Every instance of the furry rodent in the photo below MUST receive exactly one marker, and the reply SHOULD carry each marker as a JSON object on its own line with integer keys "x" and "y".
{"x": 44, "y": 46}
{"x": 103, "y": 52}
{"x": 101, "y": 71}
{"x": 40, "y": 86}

::::

The lines above need to be restated word for word, all of them.

Every instance of the furry rodent in the photo below MUST receive exactly one marker, and the reply SHOULD carry each marker as a JSON object on its own line with integer keys "x" and "y".
{"x": 44, "y": 46}
{"x": 103, "y": 52}
{"x": 101, "y": 71}
{"x": 40, "y": 86}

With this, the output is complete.